To-do item: Locate each line of the listing below that contains the string "loose" and copy those lines. Case counts.

Data for this task:
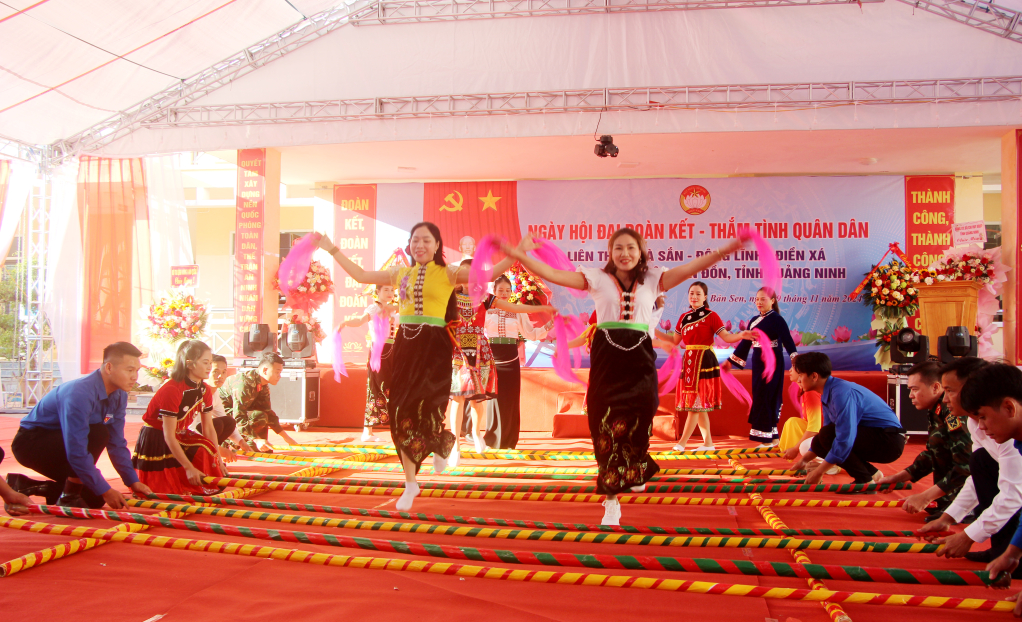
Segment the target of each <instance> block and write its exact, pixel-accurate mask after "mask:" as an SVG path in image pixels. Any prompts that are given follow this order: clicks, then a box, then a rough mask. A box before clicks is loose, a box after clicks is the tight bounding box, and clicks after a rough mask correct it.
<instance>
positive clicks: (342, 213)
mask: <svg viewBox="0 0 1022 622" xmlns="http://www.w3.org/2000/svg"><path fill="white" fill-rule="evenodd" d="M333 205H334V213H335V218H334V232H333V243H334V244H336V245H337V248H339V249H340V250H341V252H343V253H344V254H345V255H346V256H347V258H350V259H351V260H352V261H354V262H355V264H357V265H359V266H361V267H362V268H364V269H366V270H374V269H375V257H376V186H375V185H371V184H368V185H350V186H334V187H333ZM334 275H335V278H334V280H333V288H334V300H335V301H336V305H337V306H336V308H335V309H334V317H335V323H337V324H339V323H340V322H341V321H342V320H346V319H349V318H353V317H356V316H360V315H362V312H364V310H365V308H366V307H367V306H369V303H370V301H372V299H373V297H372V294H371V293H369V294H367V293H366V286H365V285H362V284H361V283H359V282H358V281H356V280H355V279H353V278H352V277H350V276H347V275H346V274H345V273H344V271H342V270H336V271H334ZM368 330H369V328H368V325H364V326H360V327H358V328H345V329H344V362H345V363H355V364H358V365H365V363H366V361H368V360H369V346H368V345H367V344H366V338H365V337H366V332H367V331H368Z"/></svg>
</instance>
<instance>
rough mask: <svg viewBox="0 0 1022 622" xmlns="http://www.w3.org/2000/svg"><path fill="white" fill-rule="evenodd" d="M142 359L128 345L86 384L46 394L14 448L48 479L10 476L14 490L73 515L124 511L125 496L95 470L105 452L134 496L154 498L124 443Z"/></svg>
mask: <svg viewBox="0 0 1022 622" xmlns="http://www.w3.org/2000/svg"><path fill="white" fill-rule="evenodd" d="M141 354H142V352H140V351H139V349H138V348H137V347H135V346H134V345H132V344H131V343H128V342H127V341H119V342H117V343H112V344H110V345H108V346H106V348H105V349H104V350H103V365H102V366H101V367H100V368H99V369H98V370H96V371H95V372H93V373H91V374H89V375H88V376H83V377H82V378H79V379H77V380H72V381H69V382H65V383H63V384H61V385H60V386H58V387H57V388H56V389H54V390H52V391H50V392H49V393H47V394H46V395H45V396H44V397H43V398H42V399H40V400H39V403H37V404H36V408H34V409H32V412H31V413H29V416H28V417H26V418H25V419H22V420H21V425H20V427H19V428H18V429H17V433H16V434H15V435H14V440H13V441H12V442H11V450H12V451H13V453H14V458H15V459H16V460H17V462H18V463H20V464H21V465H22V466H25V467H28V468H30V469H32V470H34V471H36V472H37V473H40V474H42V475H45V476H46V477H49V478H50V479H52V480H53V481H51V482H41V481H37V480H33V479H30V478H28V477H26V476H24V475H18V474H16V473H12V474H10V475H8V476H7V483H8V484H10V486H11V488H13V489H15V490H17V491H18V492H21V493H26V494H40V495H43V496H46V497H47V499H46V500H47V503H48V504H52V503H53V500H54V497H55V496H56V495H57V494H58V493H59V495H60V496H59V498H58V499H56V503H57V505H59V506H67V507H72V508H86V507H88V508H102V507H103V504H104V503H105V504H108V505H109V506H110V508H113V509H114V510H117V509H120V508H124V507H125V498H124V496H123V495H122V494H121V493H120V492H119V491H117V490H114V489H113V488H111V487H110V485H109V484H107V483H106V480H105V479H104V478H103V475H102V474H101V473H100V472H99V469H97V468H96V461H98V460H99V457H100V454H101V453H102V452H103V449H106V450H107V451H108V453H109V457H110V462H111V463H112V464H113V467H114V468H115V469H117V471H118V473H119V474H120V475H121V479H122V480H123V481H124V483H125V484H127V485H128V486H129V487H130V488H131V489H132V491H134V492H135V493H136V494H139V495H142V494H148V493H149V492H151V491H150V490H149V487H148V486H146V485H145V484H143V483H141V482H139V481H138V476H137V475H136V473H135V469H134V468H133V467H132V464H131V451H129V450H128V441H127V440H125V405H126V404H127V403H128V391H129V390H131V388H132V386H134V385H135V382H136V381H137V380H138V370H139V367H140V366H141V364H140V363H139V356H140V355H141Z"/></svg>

==

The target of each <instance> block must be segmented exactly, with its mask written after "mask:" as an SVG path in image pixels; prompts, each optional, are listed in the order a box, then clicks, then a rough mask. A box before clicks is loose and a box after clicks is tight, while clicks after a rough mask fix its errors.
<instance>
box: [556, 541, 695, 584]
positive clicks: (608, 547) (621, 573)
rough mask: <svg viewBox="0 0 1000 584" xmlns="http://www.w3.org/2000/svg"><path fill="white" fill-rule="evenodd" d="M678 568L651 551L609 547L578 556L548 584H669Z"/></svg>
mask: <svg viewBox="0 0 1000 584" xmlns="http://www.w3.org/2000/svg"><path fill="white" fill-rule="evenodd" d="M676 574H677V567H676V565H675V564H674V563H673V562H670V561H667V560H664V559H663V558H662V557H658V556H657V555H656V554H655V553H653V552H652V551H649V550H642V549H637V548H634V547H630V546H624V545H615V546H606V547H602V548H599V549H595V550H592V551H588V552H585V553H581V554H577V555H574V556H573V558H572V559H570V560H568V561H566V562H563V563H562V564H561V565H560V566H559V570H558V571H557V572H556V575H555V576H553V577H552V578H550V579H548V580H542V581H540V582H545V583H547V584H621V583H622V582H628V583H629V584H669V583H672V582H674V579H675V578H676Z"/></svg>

Exercise output:
Segment the target of each <instance> block and write its exact, pixel-accurate mask after "mask:" as an SVG path in image pixels. Any prompts that are given follow this order: clicks, then a box, then a rough mask. A box before clicks is loose, a box after clicks is the tight bounding box, and clicks after a rough mask correct it.
The target of each <instance> block must be segmented exactly, with its mask written after "mask:" as an SVG path in image pixels; prompts, each optional, are listed in the order a box, then clicks, then a rough mask. A box before clicks is loose and a box after clicks is tight, while clicks after a rough mask fix its errors.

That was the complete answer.